GIVEN INSTRUCTION:
Rewrite the data below, changing "set a dot" to "place a marker" and leaving everything else the same.

Pointing dataset records:
****************************************

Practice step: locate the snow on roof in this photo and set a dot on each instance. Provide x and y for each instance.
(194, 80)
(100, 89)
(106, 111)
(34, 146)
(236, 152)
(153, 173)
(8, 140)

****************************************

FINISHED ANSWER:
Practice step: locate the snow on roof in this photo and place a marker on each instance. Provide x and y for each instance.
(194, 80)
(100, 89)
(106, 111)
(34, 146)
(236, 152)
(153, 173)
(8, 140)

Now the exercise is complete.